■ Extract to read:
^^^^

18 AUGUST 1923, Page 13

FACSIMILES OF OF MASTERPIECES.

[To the Editor of the SPECTATOR.] SIR,—It was, I believe, Cardinal Newman who said that it is only by the thoughtful contemplation of all that is best in art that we can attain to any real degree of appreciation of what art might mean to us. Since it is, of course, impossible that all that is greatest In pictorial art should ever find its way to our shores, and for many impecunious lovers of art to indulge in foreign travel, I have long thought that it should be possible to study here what would be, I suppose, the best substitute for the great originals themselves in the form of a national collection of really good facsimiles, which should consist of a series of exact reproductions of all those acknowledged masterpieces to see which one must " journey in far lands." Even " La Gioconda " is, I believe, known to many quite genuine lovers of the beautiful only through the medium of cheap photogravures, or of Pater's marvellous description ; and yet to reproduce it by, some such process as that employed with such success by the Medici Society would, I suppose, cost not twenty pounds.

^^^^

■ Requirement 1:
In the letter on facsimiles of masterpieces, who does the writer believe said that real appreciation of art comes only through thoughtful contemplation of the best in art?
■ Requirement 2:
Extend the letter on facsimiles of masterpieces from its final sentence, keeping its formal tone.

■ The data:
^^^^

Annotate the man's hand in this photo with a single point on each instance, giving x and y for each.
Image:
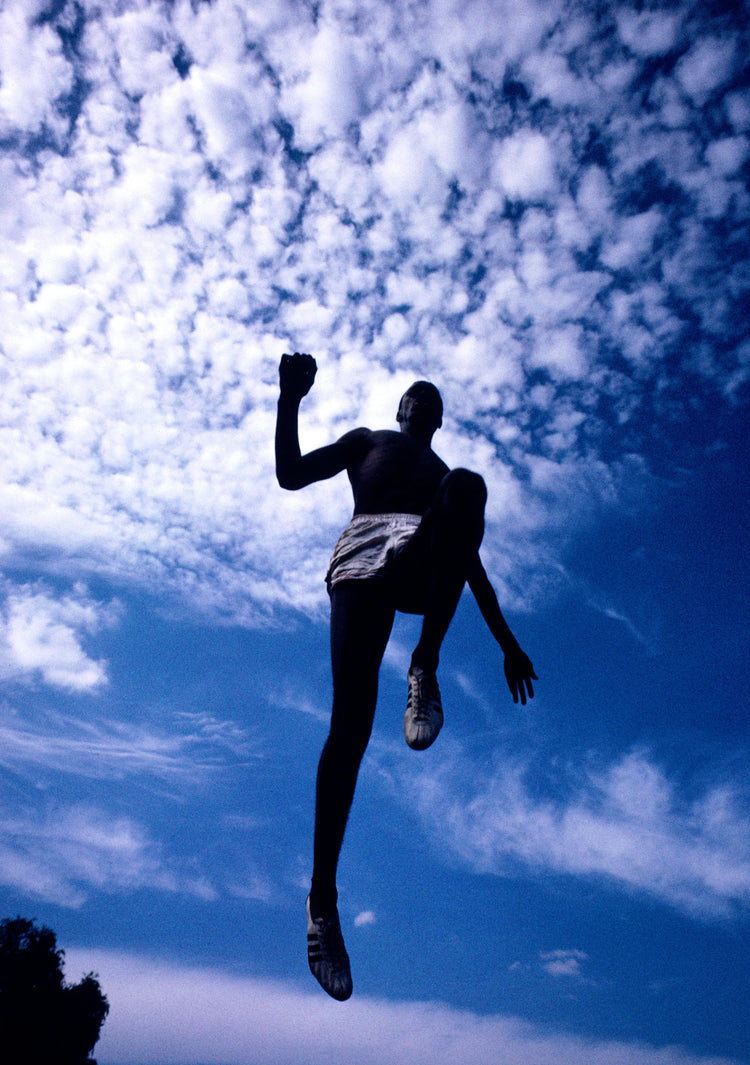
(296, 374)
(519, 672)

^^^^

■ Exercise result 1:
Cardinal Newman.

■ Exercise result 2:
The late Sir Henry Howorth proposed a somewhat similar scheme only a few weeks before he died, in the columns of one of our weekly papers. I venture to suggest that it would be not inappropriate to commemorate the work of this great scholar, whose learning was only equalled by his versatility, by the establishment of a fund for the endowment of a collection of this description, which would, I feel sure, meet a very real need at a very small cost !—I am, Sir, &c., W. S. C. COPEMAN, F.S.A.Scot. Guards' Club, Brook Street, W.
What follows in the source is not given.